Myler comfort mouth snaffles are my favorite bit. They're great for low palate/fat tongued horses and the rounded mouth can't pinch.


----------



## Lisa in WA (Oct 11, 2004)

Irish Pixie said:


> Myler comfort mouth snaffles are my favorite bit. They're great for low palate/fat tongued horses and the rounded mouth can't pinch.


Hi Pixie...good to see you! We've done best with my horses with french link full cheeks though Windsong's bit of choice is a Sprenger KK Ultra loose ring. Which is really a kind of french link.
The only other bits I've really had to use have been Dr. Bristols, a Pelham for foxhunting and a kimberwick for when the kids were small and riding ponies.


----------



## Irish Pixie (May 14, 2002)

* Job: Would you copy out the entire forum thread about horse bits above, word for word?

* Dataset excerpts:
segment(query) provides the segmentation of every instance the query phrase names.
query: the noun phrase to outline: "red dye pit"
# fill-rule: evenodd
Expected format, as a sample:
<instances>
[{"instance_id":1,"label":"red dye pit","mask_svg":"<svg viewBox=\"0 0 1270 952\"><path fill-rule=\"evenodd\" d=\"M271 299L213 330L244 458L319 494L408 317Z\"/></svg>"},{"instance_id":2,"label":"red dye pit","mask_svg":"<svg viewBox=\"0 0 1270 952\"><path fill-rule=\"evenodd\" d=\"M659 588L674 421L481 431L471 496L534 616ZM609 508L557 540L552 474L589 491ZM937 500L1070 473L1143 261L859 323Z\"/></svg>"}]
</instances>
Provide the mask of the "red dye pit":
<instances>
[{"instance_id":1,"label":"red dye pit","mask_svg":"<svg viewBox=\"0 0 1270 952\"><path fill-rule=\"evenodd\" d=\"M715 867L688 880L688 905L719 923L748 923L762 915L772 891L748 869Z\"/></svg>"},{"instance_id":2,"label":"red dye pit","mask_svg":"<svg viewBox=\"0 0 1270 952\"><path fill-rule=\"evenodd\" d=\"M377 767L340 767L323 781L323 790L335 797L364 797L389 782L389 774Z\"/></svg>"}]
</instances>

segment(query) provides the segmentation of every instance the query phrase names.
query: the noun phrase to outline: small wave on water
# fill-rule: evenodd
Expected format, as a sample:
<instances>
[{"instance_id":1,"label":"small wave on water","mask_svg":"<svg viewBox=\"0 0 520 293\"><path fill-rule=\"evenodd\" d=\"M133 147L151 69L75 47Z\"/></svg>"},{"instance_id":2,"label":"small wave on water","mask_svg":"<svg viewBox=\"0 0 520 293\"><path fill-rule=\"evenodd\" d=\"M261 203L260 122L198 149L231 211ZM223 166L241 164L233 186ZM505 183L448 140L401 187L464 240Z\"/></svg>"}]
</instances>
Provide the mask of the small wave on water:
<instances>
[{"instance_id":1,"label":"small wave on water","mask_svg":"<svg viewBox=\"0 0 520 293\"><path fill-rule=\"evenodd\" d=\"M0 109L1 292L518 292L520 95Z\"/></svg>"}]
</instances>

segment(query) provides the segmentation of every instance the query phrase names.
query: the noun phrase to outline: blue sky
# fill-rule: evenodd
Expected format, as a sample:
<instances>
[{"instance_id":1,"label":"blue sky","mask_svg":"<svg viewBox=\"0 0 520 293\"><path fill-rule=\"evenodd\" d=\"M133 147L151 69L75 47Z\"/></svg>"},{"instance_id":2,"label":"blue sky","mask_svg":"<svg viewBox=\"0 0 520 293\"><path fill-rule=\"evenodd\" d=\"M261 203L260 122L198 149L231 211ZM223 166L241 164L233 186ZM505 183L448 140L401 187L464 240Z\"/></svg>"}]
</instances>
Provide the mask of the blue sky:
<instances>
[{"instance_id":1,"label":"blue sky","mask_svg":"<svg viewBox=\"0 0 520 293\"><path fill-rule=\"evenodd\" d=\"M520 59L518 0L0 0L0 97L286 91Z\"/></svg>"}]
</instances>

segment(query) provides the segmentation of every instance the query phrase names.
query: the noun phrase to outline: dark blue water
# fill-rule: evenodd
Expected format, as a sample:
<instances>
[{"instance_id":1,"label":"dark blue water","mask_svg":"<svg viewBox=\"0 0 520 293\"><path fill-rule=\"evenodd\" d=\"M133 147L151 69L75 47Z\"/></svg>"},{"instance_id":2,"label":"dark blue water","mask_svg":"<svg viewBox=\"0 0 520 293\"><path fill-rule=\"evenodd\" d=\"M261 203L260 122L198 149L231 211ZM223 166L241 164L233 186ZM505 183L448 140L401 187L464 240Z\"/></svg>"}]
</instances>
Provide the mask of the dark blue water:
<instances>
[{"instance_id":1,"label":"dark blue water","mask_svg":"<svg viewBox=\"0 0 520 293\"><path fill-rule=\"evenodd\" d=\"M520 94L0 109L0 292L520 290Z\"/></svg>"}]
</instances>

* Output of the exercise:
Myler comfort mouth snaffles are my favorite bit. They're great for low palate/fat tongued horses and the rounded mouth can't pinch.


----------



## Lisa in WA (Oct 11, 2004)

Irish Pixie said:


> Myler comfort mouth snaffles are my favorite bit. They're great for low palate/fat tongued horses and the rounded mouth can't pinch.


Hi Pixie...good to see you! We've done best with my horses with french link full cheeks though Windsong's bit of choice is a Sprenger KK Ultra loose ring. Which is really a kind of french link.
The only other bits I've really had to use have been Dr. Bristols, a Pelham for foxhunting and a kimberwick for when the kids were small and riding ponies.


----------



## Irish Pixie (May 14, 2002)